What this task involves |
Starting at the line that contains "Please pin the ship hull" and going through the end of the material, write every line out again with the requests included, and shift each point coordinate in the answers up by 125. Leave the numbers in the requests and their format samples unchanged.

Data to use |
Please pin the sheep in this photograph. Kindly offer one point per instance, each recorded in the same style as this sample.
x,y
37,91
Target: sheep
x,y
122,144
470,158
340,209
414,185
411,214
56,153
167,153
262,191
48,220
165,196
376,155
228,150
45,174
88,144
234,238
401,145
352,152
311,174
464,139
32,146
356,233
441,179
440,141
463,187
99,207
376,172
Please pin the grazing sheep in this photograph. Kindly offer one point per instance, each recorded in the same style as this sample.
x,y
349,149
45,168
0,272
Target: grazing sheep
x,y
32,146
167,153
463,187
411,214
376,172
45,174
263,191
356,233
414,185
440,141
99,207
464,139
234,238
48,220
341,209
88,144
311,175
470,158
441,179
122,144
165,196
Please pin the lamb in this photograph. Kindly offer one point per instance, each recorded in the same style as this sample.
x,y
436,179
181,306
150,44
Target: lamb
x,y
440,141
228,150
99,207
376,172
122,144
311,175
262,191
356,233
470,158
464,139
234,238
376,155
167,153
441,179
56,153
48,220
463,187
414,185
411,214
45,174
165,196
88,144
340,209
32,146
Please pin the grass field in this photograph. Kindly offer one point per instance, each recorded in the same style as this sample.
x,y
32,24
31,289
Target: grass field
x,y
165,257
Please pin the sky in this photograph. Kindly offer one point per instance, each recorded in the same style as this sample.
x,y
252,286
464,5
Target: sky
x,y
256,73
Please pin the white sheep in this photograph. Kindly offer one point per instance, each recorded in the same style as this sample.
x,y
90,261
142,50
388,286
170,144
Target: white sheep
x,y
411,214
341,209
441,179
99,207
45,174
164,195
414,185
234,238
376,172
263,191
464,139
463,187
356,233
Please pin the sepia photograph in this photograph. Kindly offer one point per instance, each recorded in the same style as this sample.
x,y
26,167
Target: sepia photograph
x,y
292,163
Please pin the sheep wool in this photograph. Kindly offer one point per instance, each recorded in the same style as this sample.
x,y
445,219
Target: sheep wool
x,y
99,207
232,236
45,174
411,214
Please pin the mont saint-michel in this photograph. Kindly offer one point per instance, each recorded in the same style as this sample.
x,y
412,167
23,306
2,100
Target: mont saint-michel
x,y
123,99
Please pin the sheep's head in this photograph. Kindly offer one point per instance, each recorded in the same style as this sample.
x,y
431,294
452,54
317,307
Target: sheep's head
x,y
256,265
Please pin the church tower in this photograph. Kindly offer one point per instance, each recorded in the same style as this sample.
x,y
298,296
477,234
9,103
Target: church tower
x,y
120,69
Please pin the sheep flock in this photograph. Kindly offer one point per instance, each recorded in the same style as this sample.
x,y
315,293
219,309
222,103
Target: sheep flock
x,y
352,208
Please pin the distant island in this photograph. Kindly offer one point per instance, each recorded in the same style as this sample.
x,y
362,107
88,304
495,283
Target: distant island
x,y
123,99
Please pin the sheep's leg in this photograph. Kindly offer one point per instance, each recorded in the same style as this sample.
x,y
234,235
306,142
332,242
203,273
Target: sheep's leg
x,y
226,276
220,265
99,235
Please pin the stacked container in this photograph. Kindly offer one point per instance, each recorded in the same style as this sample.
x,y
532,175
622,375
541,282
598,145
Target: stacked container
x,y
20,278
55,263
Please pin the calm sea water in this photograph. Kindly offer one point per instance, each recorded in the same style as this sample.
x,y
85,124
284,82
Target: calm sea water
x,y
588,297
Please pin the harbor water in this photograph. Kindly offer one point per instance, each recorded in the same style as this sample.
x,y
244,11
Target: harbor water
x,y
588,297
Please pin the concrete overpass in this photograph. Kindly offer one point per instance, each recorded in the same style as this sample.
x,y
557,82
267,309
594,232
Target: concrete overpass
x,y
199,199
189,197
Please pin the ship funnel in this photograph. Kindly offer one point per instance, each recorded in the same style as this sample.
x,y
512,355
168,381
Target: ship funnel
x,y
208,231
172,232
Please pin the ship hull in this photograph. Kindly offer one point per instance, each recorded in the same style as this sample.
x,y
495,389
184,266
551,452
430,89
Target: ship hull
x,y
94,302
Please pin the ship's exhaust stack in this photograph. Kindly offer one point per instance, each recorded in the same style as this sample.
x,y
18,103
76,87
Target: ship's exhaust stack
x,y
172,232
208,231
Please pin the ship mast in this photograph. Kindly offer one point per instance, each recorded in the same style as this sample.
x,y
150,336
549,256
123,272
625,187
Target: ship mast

Reply |
Please pin the ship hull in this photograph. Kindly offer one point per instance, each recorded in the same style as this sample.
x,y
495,389
184,266
551,452
430,89
Target: ship hull
x,y
219,427
Please pin the ship's exhaust stack in this photograph. Kindly offer one point per instance, each recorded in the same style as this sample.
x,y
18,103
76,87
Target: ship's exhaust stack
x,y
297,357
333,356
Please pin the ship mast in this photograph. Kindly offer one point per instance, each recorded in the same style as this sample.
x,y
150,336
549,256
123,272
625,187
Target: ship mast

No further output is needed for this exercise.